* **Görevleriniz**:
(a) Kaynak metne göre şu soruları yanıtlayın:
(i) Doktor, adama başlangıçta karısından kaç adım uzakta durmasını söylemiş?
(ii) Adam yöntemi uygularken karısı mutfakta ne yapıyormuş?
(iii) Kadının söylediğine göre o akşam yemekte ne varmış?
(b) Kaynak metinde "Aynı günün akşamı" ifadesinden "Tavuk var! Tavuk!" ifadesine kadar olan bölümü hiçbir değişiklik yapmadan yazdırın.
(c) Kaynak metindeki hikâyede yer alan kişilerin hepsini sıralayın.
--- Kaynak metin ---
Belki de hayat, bir şaşırtmacadan ibaretti. Yargıladığımız durumların arka yüzünü hiç bilmeden, görünenin yanılgısına düşecek tüm düşünceler.

Birazdan size sözünü edeceğim hikâyeyi okuduktan sonra geçti aklımdan tüm bu cümleler. Acaba sadece zannettiklerimizle avunduğumuz kaç konu var hayatımızda? Hikâye ise şöyle:

Adamın biri artık karısının iyi duymadığından endişe etmeye başlamış. Karısının bir işitme cihazına ihtiyaç duyduğunu düşünüyormuş. Bu durumu karısıyla konuşmadan aile doktorunu aramış. Doktor, karısının ne kadar duyduğunu tespit edebilmesi için adama basit bir yöntem önermiş.

‘Karından 40 adım uzakta dur, normal bir konuşma tonuyla bir şeyler söyle; eğer duymazsa 10 adım kadar yaklaş, aynı şeyi tekrarla; sonra 10 adım daha yaklaş; karın seni duyana kadar, cevap verene kadar devam et.’

Aynı günün akşamı karısı mutfakta yemek hazırlarken adam doktorun dediklerini uygulamaya koyulmuş. 40 adım kadar uzağa gitmiş ve seslenmiş:

‘Hayatım bu akşam yemekte ne var?’ Cevap yok. On adım kadar yaklaşmış adam, tekrarlamış soruyu: ‘Hayatım bu akşam yemekte ne var?’ Kadıncağız hiç oralı bile değil. Adam mutfağın kapısına kadar gelmiş, mesafe iyice azalmış: ‘Hayatım bu akşam yemekte ne var?’ Kadın: Hayatım dörttür söylüyorum! Daha kaç kez söyleyeyim? Tavuk var! Tavuk!
--- Kayıtlı satırlar ---
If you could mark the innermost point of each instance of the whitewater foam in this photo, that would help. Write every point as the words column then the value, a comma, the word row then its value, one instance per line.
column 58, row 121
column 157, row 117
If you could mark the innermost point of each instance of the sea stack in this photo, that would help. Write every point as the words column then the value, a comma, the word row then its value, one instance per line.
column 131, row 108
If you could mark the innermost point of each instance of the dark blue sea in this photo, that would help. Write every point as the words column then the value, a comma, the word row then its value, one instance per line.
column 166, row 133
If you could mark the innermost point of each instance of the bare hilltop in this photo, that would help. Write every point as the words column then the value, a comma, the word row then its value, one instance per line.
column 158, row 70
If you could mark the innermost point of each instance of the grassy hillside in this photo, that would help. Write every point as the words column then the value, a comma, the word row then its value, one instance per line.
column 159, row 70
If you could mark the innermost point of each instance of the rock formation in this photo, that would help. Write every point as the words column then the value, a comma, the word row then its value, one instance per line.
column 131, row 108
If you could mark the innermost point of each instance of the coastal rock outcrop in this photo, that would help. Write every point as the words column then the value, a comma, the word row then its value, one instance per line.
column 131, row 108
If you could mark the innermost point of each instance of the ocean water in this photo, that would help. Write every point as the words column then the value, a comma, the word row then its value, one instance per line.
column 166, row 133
---
* **Beklenen sonuçlar**:
(a)
(i) 40 adım.
(ii) Yemek hazırlıyormuş.
(iii) Tavuk.

(b)
Aynı günün akşamı karısı mutfakta yemek hazırlarken adam doktorun dediklerini uygulamaya koyulmuş. 40 adım kadar uzağa gitmiş ve seslenmiş:

‘Hayatım bu akşam yemekte ne var?’ Cevap yok. On adım kadar yaklaşmış adam, tekrarlamış soruyu: ‘Hayatım bu akşam yemekte ne var?’ Kadıncağız hiç oralı bile değil. Adam mutfağın kapısına kadar gelmiş, mesafe iyice azalmış: ‘Hayatım bu akşam yemekte ne var?’ Kadın: Hayatım dörttür söylüyorum! Daha kaç kez söyleyeyim? Tavuk var! Tavuk!

(c) Adam, adamın karısı, aile doktoru.